== WHAT TO PRODUCE ==
Every record, from the first to the last, is to be printed again exactly.
[[ INPUT FOR THIS TASK open ]]
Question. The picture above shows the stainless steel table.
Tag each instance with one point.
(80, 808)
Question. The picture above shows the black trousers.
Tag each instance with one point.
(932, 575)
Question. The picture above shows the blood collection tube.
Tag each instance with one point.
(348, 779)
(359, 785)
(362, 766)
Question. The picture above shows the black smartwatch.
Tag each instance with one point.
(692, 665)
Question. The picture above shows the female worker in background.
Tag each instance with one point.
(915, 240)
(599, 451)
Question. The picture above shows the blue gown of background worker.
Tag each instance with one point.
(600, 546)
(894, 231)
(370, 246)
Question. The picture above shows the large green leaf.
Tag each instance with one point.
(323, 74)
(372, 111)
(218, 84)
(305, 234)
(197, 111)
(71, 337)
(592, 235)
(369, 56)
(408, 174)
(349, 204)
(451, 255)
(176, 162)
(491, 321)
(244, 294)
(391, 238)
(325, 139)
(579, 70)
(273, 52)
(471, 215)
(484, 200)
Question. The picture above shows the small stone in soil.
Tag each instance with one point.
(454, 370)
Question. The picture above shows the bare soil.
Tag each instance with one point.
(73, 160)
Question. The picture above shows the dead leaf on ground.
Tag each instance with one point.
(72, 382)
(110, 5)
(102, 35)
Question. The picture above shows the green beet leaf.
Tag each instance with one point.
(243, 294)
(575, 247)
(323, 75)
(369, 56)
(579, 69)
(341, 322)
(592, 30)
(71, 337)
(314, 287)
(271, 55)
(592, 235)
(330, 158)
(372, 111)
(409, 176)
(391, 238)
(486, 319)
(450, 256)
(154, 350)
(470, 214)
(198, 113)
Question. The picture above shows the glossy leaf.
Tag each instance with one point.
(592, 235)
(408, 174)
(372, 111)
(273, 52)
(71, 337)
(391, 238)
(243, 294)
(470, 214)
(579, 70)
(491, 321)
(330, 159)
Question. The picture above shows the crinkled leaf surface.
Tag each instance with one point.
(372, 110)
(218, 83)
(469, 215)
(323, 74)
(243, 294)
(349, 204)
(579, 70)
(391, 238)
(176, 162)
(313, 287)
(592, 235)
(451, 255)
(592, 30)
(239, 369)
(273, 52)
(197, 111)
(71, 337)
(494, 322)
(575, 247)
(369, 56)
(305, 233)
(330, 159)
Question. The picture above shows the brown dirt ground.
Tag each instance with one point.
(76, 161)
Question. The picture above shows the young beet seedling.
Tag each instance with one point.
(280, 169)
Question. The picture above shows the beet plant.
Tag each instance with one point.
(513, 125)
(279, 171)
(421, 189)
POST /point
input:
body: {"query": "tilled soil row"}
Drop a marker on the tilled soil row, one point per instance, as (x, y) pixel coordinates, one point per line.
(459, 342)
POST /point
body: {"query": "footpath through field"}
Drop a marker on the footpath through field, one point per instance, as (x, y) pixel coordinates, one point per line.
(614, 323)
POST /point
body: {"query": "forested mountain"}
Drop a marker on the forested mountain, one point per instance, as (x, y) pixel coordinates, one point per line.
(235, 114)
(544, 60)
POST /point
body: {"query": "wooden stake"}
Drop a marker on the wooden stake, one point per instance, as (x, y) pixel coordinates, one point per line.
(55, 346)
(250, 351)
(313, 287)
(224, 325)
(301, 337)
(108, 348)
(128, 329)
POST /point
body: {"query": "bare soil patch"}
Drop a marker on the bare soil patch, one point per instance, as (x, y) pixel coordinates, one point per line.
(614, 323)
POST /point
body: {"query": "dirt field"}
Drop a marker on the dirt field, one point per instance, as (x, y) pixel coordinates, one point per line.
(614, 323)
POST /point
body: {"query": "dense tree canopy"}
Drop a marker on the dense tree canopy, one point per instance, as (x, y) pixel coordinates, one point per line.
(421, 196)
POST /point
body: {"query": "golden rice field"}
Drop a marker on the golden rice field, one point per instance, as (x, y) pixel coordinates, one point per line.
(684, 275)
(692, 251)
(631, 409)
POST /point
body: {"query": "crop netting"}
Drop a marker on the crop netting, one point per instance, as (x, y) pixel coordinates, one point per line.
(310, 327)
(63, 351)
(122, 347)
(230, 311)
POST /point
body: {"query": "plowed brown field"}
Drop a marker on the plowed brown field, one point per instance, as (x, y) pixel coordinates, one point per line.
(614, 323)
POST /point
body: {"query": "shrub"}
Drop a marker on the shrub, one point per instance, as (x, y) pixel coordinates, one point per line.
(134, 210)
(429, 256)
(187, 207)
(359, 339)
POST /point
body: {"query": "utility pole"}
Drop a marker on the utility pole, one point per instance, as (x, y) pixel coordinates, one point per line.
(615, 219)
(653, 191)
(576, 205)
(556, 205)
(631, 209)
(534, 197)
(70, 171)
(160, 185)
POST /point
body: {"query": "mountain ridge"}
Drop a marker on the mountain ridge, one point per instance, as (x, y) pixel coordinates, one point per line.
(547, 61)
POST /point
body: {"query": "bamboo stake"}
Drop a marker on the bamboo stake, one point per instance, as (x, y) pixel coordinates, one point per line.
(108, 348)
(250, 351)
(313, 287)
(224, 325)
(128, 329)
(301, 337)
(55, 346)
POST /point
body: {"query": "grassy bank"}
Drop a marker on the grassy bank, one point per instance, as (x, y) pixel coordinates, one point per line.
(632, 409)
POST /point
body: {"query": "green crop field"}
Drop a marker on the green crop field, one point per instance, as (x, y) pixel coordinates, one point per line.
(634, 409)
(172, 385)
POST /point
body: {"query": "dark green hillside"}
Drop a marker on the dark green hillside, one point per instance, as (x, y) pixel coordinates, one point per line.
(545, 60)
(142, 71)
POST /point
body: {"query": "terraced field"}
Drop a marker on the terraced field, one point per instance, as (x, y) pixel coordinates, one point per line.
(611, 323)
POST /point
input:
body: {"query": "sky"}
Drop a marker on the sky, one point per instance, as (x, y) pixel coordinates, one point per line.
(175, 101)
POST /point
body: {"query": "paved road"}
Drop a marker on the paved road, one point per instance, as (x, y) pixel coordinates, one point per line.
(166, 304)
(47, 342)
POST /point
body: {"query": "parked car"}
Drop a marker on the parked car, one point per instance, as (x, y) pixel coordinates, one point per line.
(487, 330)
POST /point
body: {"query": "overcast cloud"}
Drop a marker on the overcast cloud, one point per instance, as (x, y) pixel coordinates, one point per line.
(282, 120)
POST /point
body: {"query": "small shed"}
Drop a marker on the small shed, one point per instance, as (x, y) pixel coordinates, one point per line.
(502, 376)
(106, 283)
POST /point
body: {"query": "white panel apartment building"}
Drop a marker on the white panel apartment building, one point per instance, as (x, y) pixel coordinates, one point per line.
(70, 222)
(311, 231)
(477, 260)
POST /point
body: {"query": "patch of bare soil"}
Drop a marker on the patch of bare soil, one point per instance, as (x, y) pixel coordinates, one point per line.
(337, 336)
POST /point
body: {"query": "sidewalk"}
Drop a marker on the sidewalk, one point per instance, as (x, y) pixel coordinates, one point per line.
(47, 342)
[[ INPUT FOR THIS TASK closed ]]
== EXPECTED ANSWER ==
Question. The picture above shows the stainless steel table.
Tag each instance with one point.
(80, 808)
Question. The picture above shows the black trousers.
Tag each instance with one point.
(932, 575)
Question. The picture above shows the blood collection tube.
Tag each instance with one point.
(348, 779)
(359, 785)
(362, 766)
Question. The picture above shows the black smartwatch.
Tag each instance with one point.
(692, 665)
Question. The picture above shows the female worker in background.
Tag each instance with one point.
(915, 240)
(599, 451)
Question. The picture above shows the blue gown of background worker.
Tag each instance with one point.
(600, 546)
(894, 231)
(370, 246)
Question. The picture above shows the large green leaf.
Tag each instance with one point.
(323, 74)
(372, 111)
(218, 84)
(305, 234)
(197, 111)
(71, 337)
(592, 235)
(369, 56)
(408, 174)
(349, 204)
(451, 255)
(176, 162)
(491, 321)
(244, 294)
(391, 238)
(325, 139)
(579, 70)
(273, 52)
(471, 215)
(484, 200)
Question. The picture above shows the small stone in soil.
Tag each instance with one point.
(454, 370)
Question. The picture above shows the bare soil.
Tag each instance with one point.
(73, 160)
Question. The picture above shows the dead leaf on ground.
Tag each instance with one point.
(72, 382)
(110, 5)
(102, 35)
Question. The picture above shows the green beet leaf.
Tag each instance with one point.
(243, 294)
(575, 247)
(323, 75)
(369, 56)
(579, 69)
(341, 322)
(592, 30)
(71, 337)
(314, 287)
(271, 55)
(592, 235)
(330, 158)
(372, 111)
(409, 176)
(391, 238)
(486, 319)
(450, 256)
(154, 350)
(470, 214)
(198, 113)
Question. The picture above shows the glossy leaf.
Tag each instance with one point.
(592, 235)
(408, 174)
(372, 111)
(273, 52)
(71, 337)
(391, 238)
(243, 294)
(470, 214)
(579, 70)
(491, 321)
(330, 159)
Question. The picture above shows the crinkled leaf surface.
Tag each instance with one point.
(372, 110)
(218, 83)
(469, 215)
(323, 74)
(243, 294)
(349, 204)
(579, 70)
(391, 238)
(176, 162)
(313, 287)
(592, 235)
(451, 255)
(592, 30)
(239, 369)
(273, 52)
(197, 111)
(71, 337)
(494, 322)
(575, 247)
(369, 56)
(305, 233)
(330, 159)
Question. The picture above shows the brown dirt ground.
Tag each instance with one point.
(76, 161)
Question. The picture above shows the young beet seedling.
Tag each instance with one point.
(280, 169)
Question. The picture above shows the beet plant.
Tag each instance with one point.
(513, 125)
(279, 171)
(421, 189)
POST /point
input:
body: {"query": "tilled soil row"}
Drop a marker on the tilled soil row, one point per instance, as (x, y) pixel coordinates, one point per line.
(459, 342)
POST /point
body: {"query": "footpath through field"}
Drop a marker on the footpath through field, one point per instance, as (x, y) pixel coordinates, one point per line.
(614, 323)
POST /point
body: {"query": "forested mountain"}
Drop a marker on the forested mountain, one point per instance, as (x, y) pixel coordinates, one point per line.
(235, 114)
(544, 60)
POST /point
body: {"query": "wooden stake"}
Drop a marker on the wooden stake, one point per instance, as (x, y) pixel coordinates, one point per line.
(55, 346)
(250, 351)
(313, 287)
(224, 325)
(301, 337)
(108, 348)
(128, 329)
POST /point
body: {"query": "bare soil patch"}
Drop a marker on the bare soil patch, one point per instance, as (x, y) pixel coordinates, one point per line.
(614, 323)
POST /point
body: {"query": "dirt field"}
Drop a marker on the dirt field, one point per instance, as (x, y) pixel coordinates, one point per line.
(614, 323)
POST /point
body: {"query": "dense tree canopy"}
Drop a marker on the dense tree canopy, one point per instance, as (x, y) pixel coordinates, one point per line.
(421, 196)
POST /point
body: {"query": "golden rice field"}
Drop a marker on the golden rice field, one point per instance, as (x, y) pixel coordinates, one point per line.
(684, 275)
(692, 251)
(631, 409)
POST /point
body: {"query": "crop netting"}
Drop a marker on the crop netting, one point per instance, as (x, y) pixel coordinates, one point per line.
(310, 327)
(63, 351)
(122, 347)
(230, 311)
POST /point
body: {"query": "plowed brown field"}
Drop a marker on the plowed brown field, one point per instance, as (x, y) pixel coordinates, one point per line.
(614, 323)
POST /point
body: {"query": "shrub"}
Drop a marker on the shrub, one point per instance, as (x, y) pixel coordinates, one point per line.
(134, 210)
(429, 256)
(187, 207)
(359, 339)
POST /point
body: {"query": "utility pole"}
Drop a marker on the utility pole, one point per instance, as (x, y) pixel coordinates, one point per line.
(615, 219)
(653, 191)
(576, 205)
(556, 205)
(631, 209)
(534, 197)
(70, 171)
(160, 185)
POST /point
body: {"query": "mountain ridge"}
Drop a marker on the mountain ridge, one point per instance, as (x, y) pixel coordinates, one point per line.
(547, 61)
POST /point
body: {"query": "bamboo stake"}
Drop a marker on the bamboo stake, one point per instance, as (x, y) pixel coordinates, one point per line.
(108, 348)
(250, 351)
(313, 287)
(224, 325)
(128, 329)
(301, 337)
(55, 346)
POST /point
body: {"query": "grassy bank"}
Drop a marker on the grassy bank, one point per instance, as (x, y) pixel coordinates, one point per line.
(632, 409)
POST /point
body: {"query": "green crop field"}
Drop a marker on the green crop field, one point per instance, as (x, y) pixel coordinates, one point per line.
(634, 409)
(172, 385)
POST /point
body: {"query": "dark green hillside"}
Drop a marker on the dark green hillside, one point per instance, as (x, y) pixel coordinates, one point per line.
(545, 60)
(142, 71)
POST /point
body: {"query": "terraced field"}
Drop a marker on the terraced field, one point per instance, as (x, y) pixel coordinates, one point per line.
(611, 323)
POST /point
input:
body: {"query": "sky"}
Drop a marker on the sky, one point per instance, as (x, y) pixel coordinates, one point per line.
(175, 101)
POST /point
body: {"query": "paved road"}
Drop a marker on the paved road, one point per instance, as (x, y) pixel coordinates, one point per line.
(166, 304)
(47, 342)
POST /point
body: {"query": "parked car"}
Drop a marker on the parked car, one point per instance, as (x, y) pixel coordinates, one point per line.
(487, 330)
POST /point
body: {"query": "overcast cloud"}
Drop a marker on the overcast cloud, one point per instance, as (x, y) pixel coordinates, one point per line.
(282, 120)
POST /point
body: {"query": "small shed"}
Drop a marker on the small shed, one point per instance, as (x, y) pixel coordinates, one point per line.
(502, 376)
(106, 283)
POST /point
body: {"query": "white panel apartment building"}
Drop a marker on the white panel apartment building, one point per instance, as (x, y) pixel coordinates, one point per line.
(70, 222)
(311, 231)
(477, 260)
POST /point
body: {"query": "patch of bare soil"}
Drop a marker on the patch of bare soil, one point per instance, as (x, y) pixel coordinates, one point per line.
(337, 336)
POST /point
body: {"query": "sidewalk"}
Drop a marker on the sidewalk, one point per instance, as (x, y) pixel coordinates, one point per line.
(47, 342)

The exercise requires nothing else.